_Extrait à lire_
—————
# Aide utilisation Automator



## kawmal (17 Mars 2020)

Salut à tous,

je sollicite votre aide car je souhaite effectuer une tache automatique que je n’arrive pas à réaliser avec automator car je suis malheureusement très limité en connaissance informatique.
Je souhaite renouveler automatiquement des petites annonces sur un site internet et donc effectuer l’opération suivante:

Ouvrir la page internet (c’est ok)
temps d’attente avant la tache suivante (c’est ok)
(1, 2 et 3) accéder un par un à 3 zone de texte et y inclure un texte sur cette page (je cale!!! (j’image par touche « Tab »)
(4) ensuite cocher un bouton radio
(5) accéder à la page suivante (j’image par touche « entrer »)

Merci d’avance pour votre aide!
—————
_Extraits d'un jeu de données de détection_
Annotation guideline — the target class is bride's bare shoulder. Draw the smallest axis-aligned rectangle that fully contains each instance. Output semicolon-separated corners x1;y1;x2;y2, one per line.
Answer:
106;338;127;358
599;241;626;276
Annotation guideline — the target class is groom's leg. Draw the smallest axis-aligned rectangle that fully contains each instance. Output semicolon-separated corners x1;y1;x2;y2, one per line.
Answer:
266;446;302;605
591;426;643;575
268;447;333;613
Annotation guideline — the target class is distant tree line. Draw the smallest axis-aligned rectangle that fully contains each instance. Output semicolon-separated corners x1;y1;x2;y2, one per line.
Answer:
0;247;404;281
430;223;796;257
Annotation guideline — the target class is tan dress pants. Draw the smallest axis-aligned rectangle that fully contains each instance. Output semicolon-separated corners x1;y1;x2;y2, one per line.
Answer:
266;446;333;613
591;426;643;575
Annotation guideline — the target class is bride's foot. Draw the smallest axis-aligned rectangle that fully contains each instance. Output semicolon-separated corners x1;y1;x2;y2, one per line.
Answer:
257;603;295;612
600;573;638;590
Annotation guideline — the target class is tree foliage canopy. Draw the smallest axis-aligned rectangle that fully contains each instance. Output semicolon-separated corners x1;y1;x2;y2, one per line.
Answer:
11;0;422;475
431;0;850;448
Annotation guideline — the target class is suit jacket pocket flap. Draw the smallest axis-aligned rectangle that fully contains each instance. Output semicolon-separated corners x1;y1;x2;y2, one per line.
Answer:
—————
_Consigne A_
Dans la discussion sur Automator, quelle touche est envisagée pour passer à la page suivante ?
_Consigne B_
Prolongez la discussion sur Automator en écrivant la suite après son dernier message.

_Réponse à l'exercice A_
La touche « entrer ».

_Réponse à l'exercice B_
----------



## kawmal (18 Mars 2020)

Bon j’y ai passé la nuit mais maintenant je connais toutes les touches afin de me déplacer dans Safari sans la Souris.

Maintenant il me reste que 2 choses à savoir afin de pouvoir faire mes tâches:


Comment faire pour qu’Automator ce déplace de zone en zone (par la touche Tab) dans Safari (sans passer par le mode enregistrement)
Comment une fois le curseur dans une zone y coller un texte pré indiqué dans Automator.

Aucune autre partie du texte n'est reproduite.